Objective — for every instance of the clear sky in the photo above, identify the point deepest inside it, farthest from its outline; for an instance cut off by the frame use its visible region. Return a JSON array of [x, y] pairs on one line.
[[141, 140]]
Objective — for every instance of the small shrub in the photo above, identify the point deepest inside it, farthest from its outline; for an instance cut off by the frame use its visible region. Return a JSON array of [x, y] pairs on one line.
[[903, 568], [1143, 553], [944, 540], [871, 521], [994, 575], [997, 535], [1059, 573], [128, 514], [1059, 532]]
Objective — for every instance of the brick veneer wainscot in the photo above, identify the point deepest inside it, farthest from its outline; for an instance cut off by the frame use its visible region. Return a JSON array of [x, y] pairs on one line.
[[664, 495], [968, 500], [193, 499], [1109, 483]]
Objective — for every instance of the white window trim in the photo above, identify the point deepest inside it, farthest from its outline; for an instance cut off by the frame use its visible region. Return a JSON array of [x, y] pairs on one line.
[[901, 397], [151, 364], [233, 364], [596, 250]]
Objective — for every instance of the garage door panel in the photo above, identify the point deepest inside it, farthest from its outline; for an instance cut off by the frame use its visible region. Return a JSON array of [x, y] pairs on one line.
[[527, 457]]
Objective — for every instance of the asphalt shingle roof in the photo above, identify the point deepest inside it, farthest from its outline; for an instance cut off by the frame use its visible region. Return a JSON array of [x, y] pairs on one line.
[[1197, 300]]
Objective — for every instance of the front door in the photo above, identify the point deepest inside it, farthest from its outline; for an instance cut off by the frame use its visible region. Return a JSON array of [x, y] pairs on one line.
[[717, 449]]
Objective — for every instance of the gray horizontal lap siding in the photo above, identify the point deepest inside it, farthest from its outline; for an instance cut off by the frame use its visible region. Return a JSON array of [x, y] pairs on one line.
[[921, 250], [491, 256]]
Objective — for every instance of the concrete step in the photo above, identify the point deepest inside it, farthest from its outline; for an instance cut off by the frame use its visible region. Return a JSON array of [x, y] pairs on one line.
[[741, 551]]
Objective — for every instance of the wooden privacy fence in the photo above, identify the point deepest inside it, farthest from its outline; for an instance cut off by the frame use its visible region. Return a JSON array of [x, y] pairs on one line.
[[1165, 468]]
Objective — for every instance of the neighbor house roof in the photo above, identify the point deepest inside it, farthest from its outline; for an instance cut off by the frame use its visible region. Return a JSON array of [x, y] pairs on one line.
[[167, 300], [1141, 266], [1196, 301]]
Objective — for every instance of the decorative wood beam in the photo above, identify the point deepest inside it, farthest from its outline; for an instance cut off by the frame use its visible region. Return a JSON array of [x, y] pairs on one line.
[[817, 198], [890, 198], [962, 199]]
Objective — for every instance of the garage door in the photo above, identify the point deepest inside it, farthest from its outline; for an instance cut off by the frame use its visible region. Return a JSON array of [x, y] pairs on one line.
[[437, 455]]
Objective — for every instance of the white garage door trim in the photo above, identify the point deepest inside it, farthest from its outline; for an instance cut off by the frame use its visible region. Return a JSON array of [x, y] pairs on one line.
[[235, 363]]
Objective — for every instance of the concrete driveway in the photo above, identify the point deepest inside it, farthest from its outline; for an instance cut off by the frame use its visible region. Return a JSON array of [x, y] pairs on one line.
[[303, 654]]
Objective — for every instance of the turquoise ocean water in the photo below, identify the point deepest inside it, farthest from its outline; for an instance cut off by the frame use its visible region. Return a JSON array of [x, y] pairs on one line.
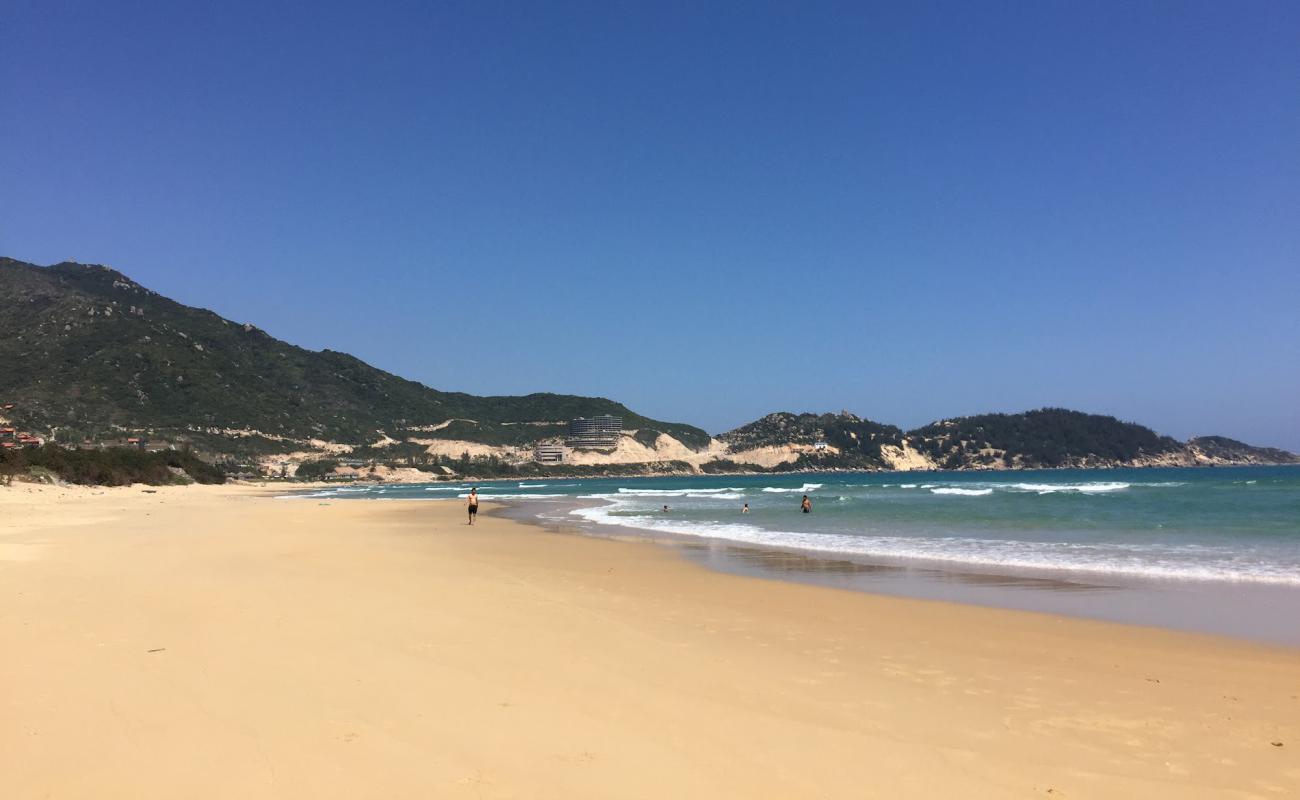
==
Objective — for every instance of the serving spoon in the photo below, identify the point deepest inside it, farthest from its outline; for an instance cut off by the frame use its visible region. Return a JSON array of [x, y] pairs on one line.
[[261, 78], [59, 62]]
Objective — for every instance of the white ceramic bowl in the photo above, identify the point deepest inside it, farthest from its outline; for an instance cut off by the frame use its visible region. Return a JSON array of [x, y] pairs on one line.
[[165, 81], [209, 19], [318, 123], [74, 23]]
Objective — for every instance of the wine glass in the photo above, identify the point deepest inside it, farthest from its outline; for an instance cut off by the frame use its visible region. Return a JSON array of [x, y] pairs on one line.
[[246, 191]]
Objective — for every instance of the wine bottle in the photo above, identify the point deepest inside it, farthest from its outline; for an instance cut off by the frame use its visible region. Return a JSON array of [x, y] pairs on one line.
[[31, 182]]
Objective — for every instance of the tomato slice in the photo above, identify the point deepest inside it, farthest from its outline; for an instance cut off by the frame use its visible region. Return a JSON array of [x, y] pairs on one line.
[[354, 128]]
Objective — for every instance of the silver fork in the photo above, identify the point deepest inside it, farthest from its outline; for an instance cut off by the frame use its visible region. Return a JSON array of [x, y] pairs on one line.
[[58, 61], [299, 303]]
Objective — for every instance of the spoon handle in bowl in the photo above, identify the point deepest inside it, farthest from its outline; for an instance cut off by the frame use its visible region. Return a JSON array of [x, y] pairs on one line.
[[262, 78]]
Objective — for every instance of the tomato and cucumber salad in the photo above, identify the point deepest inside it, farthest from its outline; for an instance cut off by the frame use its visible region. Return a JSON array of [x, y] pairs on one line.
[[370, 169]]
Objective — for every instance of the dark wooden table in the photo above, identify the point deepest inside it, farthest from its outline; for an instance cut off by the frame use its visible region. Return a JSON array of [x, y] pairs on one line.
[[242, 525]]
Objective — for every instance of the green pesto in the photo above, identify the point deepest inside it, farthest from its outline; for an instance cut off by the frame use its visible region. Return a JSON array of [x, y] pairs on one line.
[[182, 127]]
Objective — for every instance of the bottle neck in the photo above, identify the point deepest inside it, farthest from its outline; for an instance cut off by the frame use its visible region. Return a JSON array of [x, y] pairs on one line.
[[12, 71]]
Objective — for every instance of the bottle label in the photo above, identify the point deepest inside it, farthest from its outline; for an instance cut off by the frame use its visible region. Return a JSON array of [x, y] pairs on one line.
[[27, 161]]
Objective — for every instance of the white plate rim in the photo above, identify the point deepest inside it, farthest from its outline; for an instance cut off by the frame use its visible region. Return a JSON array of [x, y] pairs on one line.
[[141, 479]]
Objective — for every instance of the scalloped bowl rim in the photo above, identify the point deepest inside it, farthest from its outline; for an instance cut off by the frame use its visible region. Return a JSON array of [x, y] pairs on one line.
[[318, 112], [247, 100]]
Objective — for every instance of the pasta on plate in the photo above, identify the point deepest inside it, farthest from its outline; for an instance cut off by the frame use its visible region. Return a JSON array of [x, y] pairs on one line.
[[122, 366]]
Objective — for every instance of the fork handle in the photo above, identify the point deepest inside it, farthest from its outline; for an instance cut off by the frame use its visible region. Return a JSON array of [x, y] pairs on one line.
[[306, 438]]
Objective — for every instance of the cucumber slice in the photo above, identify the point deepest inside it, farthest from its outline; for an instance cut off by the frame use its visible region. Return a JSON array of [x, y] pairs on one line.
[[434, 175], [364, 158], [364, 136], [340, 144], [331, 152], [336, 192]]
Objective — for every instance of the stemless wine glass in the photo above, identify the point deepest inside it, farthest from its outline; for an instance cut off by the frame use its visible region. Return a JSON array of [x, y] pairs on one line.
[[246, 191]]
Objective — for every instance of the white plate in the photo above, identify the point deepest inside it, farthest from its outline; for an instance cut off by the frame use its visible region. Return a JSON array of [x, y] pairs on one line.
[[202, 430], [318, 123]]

Prompt:
Give back, unchanged, the run of lines in the listing above that begins at the line containing "Objective — for every instance of the garage door in" and ends at the line containing "Objective — for every instance of the turquoise", both included.

Solved exercise:
Objective — for every instance of the garage door in the photo above, identify the point deepest inside it, farthest from its outline; for an instance cut off by the frame use its visible region. Return a JSON array of [x, y] pairs on one line.
[[437, 455]]
Objective — for every instance of the white garage door trim in the photo above, identify the point deepest inside it, farthest from its outline; for an instance cut off by the frame use its visible region. Return a JSON array of [x, y] pairs on one line.
[[235, 363]]
Objective — for every instance of the concrete driveway in the photo above, identify the point deepest inside it, farthest from its outline; for an instance cut off by the frame use its visible region. Return a JSON array of [x, y] pairs on one line.
[[303, 654]]
Objective — for every instance of the turquoise ocean water in the photo below, identify the point deepest inside it, farthest from its outline; for an instance cut off by the frame use its visible region. Return a JSON array of [x, y] pairs on one line.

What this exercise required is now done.